** START OF SOURCE EXCERPT **
She’s always been a haughty, snotty brat with a vile temper and a nasty streak. But its true a lot of her anger at least toward Stolas is because of the arranged marriage. Because she, also, did not want to be married to someone she had never met. She further never liked Stolas because she instantly took him for a loser and a push over. Stolas did nothing to reassure her that he was anything else, which made her marriage to him even more uncomfortable.
That is to say there seems to be a clear contrast between Stolas and a lot of other members of the royal avian demon sect, whatever we’re calling it. Stoals was disinterested in Stella from day one, the feeling was mutual, which didn’t help their situation yet also Stolas was romantic, sensitive soft-hearted and intellectual.
These have been parts of who Stoals is since he was a child. This behavior got him labelled weird and meant he didn’t have any friends. No one liked him. This carried into his adulthood. Stoals was repeatedly the “odd one”. He likes romance and books and gardening. Not exactly demonic behavior. I don’t know, I feel like while its OBVIOUS demons have varied personalities and interests they’re probably heavily inclined to shun the more “soft hearted” among them.
And I think its very clear Stolas is not really a demon who’s living up to what seems “right” for one.
He's not really fierce or mean or macho. Despite being royalty he even seems to show minimal classism. ( He was scolded as a child for “bowing” to Blitzo ) Stella hated this from day one. Just like Stolas was able to see a picture of little Stella and KNOW she’s not the kind of person he was compatible with, Stella was able to get one look at Stolas and say oh for fuck sake really, this is who you’re putting me with ? Again, it just got worse from there.
But it was royal duty. Neither had any say. So here we have Stella, with her horrible temper, her classism and elitism, her being raised this way and following the ideals of how royalty and perhaps how “demons” and perhaps even “men” should be and act, and here is Stolas dumb ass crapping over the lot of it.
What's worse is he can’t even seem to get it together for duties sake or for the sake of appearances. She feels as if she’s left doing everything and carrying the whole marriage. All their “Duties” and “responsibilities” she feels are placed on her shoulders alone. Yet Stolas, being the “”man”” is more credited to them.
And because it was clear from the get-go that Stolas was gonna embarrass himself, in her eyes, hence embarrassing HER, again in her mind, and not fight back when she rebukes him ? Naturally she began to abuse him without mercy. She is a bully, sure, but her anger is coming from a deeper place then just an enjoyment of bullying.
So, yes, she takes vicious pleasure in tormenting him. She thinks he deserves it and due to Stolas not fighting back throughout their whole marriage she thinks she's right in what she's doing. She has no respect for him. Part of her WOULD HAVE LIKED HIM to stand up to her. She thinks maybe she could have RESPECTED him then. But the bigger part doesn’t think he has the right and now that she's actually experiencing some type of rebellion and resistance from him she's utterly incensed by it because HOW DARE HE. Particularly over an IMP ?
** END OF SOURCE EXCERPT **
• EXERCISE TASK A:
Answer these about the commentary on Stella and Stolas:
(i) What did Stella instantly take Stolas for?
(ii) What three things does Stolas like?
(iii) What was Stolas scolded for as a child?
• EXERCISE TASK B: Write out the stretch of the commentary on Stella and Stolas from "And I think" through "worse from there.".
The material that follows comes from a separate source.
** START OF SUPPLIED RECORDS **
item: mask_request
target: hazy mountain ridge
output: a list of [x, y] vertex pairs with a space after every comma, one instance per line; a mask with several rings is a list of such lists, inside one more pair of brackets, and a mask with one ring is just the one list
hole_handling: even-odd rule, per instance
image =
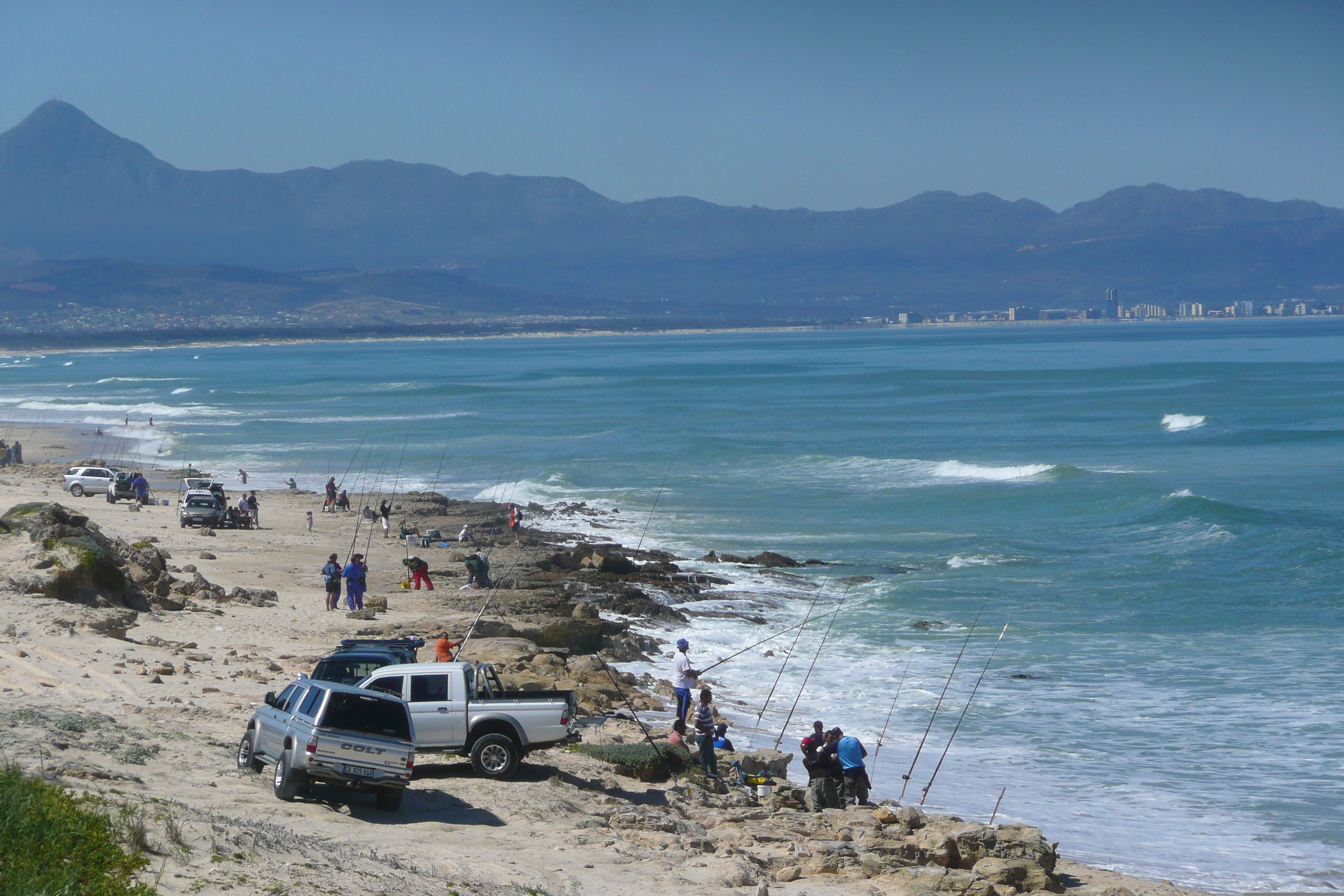
[[1344, 282], [1344, 211], [1160, 184], [1062, 212], [943, 191], [818, 212], [621, 203], [564, 177], [398, 161], [198, 172], [52, 101], [0, 134], [0, 250], [11, 262], [450, 265], [519, 294], [788, 317], [853, 294], [862, 301], [844, 310], [864, 313], [1097, 305], [1105, 286], [1136, 300], [1284, 297]]

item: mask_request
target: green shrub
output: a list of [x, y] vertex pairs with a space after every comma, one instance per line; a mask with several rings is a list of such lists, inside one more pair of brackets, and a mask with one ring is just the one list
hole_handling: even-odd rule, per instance
[[122, 852], [93, 805], [17, 766], [0, 770], [0, 896], [153, 896], [133, 881], [148, 860]]
[[691, 754], [683, 747], [640, 744], [578, 744], [578, 752], [610, 763], [616, 774], [640, 780], [667, 780], [691, 767]]

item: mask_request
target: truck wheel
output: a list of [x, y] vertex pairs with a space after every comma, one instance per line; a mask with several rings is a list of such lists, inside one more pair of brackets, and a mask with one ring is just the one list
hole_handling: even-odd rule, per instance
[[238, 742], [238, 771], [247, 771], [251, 768], [257, 774], [261, 774], [262, 768], [266, 767], [257, 754], [253, 752], [253, 743], [257, 732], [247, 731], [243, 733], [243, 739]]
[[508, 778], [521, 760], [508, 735], [482, 735], [472, 744], [472, 768], [484, 778]]
[[292, 768], [290, 763], [294, 760], [294, 754], [290, 750], [280, 754], [280, 760], [276, 762], [276, 785], [273, 790], [276, 791], [277, 799], [284, 799], [290, 802], [298, 795], [298, 789], [308, 783], [308, 775], [298, 768]]

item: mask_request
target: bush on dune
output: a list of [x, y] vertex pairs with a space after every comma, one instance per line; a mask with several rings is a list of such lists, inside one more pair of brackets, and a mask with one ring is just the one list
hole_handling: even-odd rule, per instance
[[94, 798], [0, 768], [0, 896], [153, 896]]

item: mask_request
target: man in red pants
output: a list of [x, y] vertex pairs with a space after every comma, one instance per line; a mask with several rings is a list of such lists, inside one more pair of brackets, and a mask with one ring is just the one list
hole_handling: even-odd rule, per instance
[[419, 591], [419, 583], [425, 582], [425, 587], [430, 591], [434, 590], [434, 583], [429, 580], [429, 564], [419, 557], [406, 557], [402, 560], [406, 568], [411, 571], [411, 576], [415, 580], [415, 590]]

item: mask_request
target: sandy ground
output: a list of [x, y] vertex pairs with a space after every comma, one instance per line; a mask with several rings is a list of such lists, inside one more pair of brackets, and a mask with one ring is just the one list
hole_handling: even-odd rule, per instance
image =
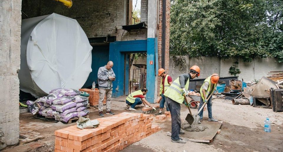
[[[123, 97], [113, 99], [112, 108], [113, 112], [116, 114], [129, 112], [126, 109], [125, 102], [118, 101], [125, 101], [125, 98]], [[153, 124], [161, 127], [161, 131], [132, 144], [122, 151], [283, 151], [283, 113], [275, 113], [271, 109], [254, 107], [249, 105], [234, 105], [231, 101], [223, 99], [215, 99], [213, 102], [214, 117], [223, 122], [220, 128], [220, 134], [216, 135], [212, 143], [188, 141], [185, 144], [181, 144], [171, 142], [170, 137], [166, 135], [166, 132], [171, 130], [171, 120], [169, 119], [162, 122], [155, 121]], [[138, 110], [135, 112], [141, 112], [141, 107], [137, 108]], [[91, 119], [99, 117], [97, 109], [93, 107], [90, 111], [89, 115]], [[192, 111], [193, 114], [196, 113], [197, 109], [192, 109]], [[207, 112], [204, 112], [204, 121], [207, 120]], [[182, 120], [185, 119], [188, 112], [187, 109], [182, 105]], [[272, 122], [272, 131], [269, 133], [263, 130], [264, 121], [268, 117]], [[20, 114], [20, 120], [23, 122], [22, 123], [40, 122], [53, 125], [37, 131], [45, 137], [44, 139], [24, 144], [20, 143], [3, 151], [53, 151], [54, 131], [76, 124], [74, 123], [70, 125], [57, 125], [54, 122], [35, 119], [29, 113]], [[186, 131], [186, 134], [190, 132]]]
** END OF SUPPLIED RECORDS **
• COMPLETE OUTPUT A:
(i) A loser and a push over.
(ii) Romance, books and gardening.
(iii) "Bowing" to Blitzo.

• COMPLETE OUTPUT B:
And I think its very clear Stolas is not really a demon who’s living up to what seems “right” for one.
He's not really fierce or mean or macho. Despite being royalty he even seems to show minimal classism. ( He was scolded as a child for “bowing” to Blitzo ) Stella hated this from day one. Just like Stolas was able to see a picture of little Stella and KNOW she’s not the kind of person he was compatible with, Stella was able to get one look at Stolas and say oh for fuck sake really, this is who you’re putting me with ? Again, it just got worse from there.